# Military Aircraft that have been hard to replace



## davparlr (Apr 4, 2018)

I am amazed at how long some aircraft have maintained operational usage as compared to the amount of time since the first powered flight occurred, 1903. I have compiled a list of aircraft that are still in active service of their prime user. This does not include secondary users who still may be keeping older planes because they cannot afford new ones. Nor does it include aircraft still listed in prime service that support base ops. Who knows, some bases may still fly T-33s! This list will be oldest first, some comment, and percentage of operational, introduction, time flown compared to the 1903 flight. As a general rule, all of these aircraft are incredible and need to be honored.

1 Of course number one is the B-52 Stratofortress

· First flight April 1952
· Introduction February 1955
· Percentage of time verses Wright Flyer (2018-introduction)/2018-1903(116)) 54%

Originally designed for the deep penetration mission during the cold war, the B-52 became obsolete in the 70s for this mission due to effective defense against non-stealth airborne threats. However, the B-52 continues to be effective in low to non-threat environment conventional war and as a standoff cruise missile launch platform. It has been operational over half the time flight has been viable.

2 Tu 95

· First Flight Nov 1952
· Introduction 1956
· 53%

The Russian Tu 95 was designed roughly the same time, with the same mission, as the B-52. I believe it uses the same fuselage as the Tu 4 (B-29). With four 14,800 hp turboprop engines and swept wings, it is the world’s fastest turboprop plane. It is quite an impressive design. It is about half the size of the B-52, with half the lifting power. It is also slower with a lower ceiling. It is still used by Russia for reconnaissance and as a standoff cruise missile launch platform.

3 C-130 Hercules 

· First Flight August 1954
· Introduction 1956
· 53%

The mighty Hercules. Not much to say about this plane. This flying truck has been indispensable in all wars fought since 1956. It is the only aircraft here that has been continually manufactured, a remarkable feat in aerospace. As far as I know, the only vehicle that has been manufactured in the same configuration for a longer period of time is the Jeep (maybe the Porsche 356/911, but those are different models).

• _Record extracts_

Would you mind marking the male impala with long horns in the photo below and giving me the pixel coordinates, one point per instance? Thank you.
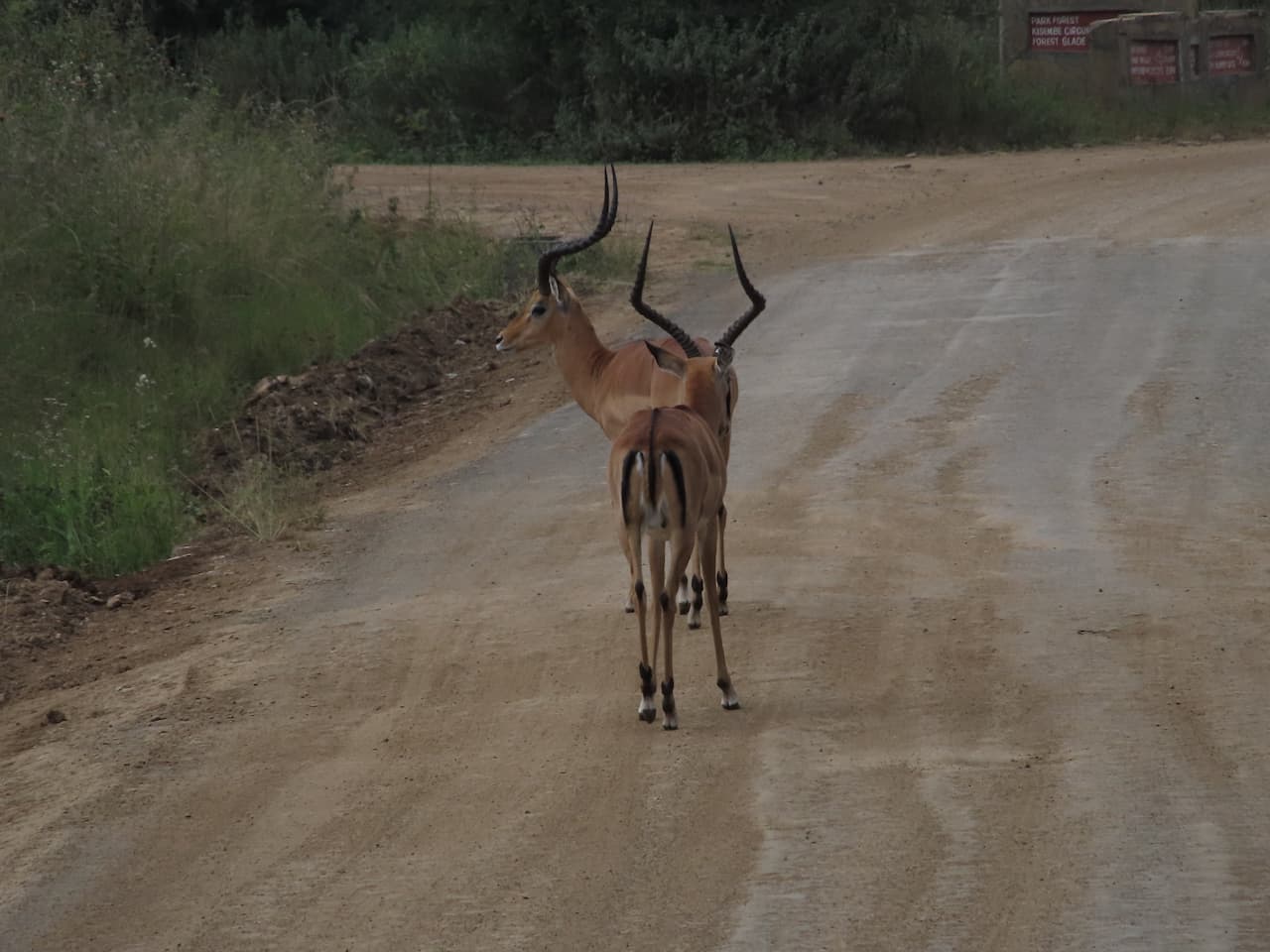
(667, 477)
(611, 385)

==

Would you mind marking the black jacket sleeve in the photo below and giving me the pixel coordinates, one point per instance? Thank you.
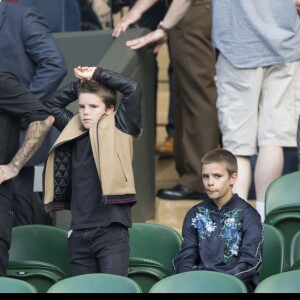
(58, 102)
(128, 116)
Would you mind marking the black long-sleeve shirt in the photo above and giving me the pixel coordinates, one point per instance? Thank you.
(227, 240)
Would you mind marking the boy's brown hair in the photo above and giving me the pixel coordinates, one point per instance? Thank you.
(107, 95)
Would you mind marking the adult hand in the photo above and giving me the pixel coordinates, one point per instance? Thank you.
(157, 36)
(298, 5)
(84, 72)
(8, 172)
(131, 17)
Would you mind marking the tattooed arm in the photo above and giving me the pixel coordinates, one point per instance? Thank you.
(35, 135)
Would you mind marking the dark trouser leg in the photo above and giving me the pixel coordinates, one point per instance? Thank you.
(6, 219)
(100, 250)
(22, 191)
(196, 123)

...

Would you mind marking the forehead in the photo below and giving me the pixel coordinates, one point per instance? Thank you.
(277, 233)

• _What the task requires_
Answer these questions about the forum post on long-serving military aircraft:
(a) In what month and year was the B-52 introduced?
(b) How much horsepower does each of the Tu 95's four turboprop engines produce?
(c) Which vehicle does the post name as having been manufactured in the same configuration for longer than the C-130?
The rows are not needed for what comes next.

• _Problem solution_
(a) February 1955
(b) 14,800 hp
(c) The Jeep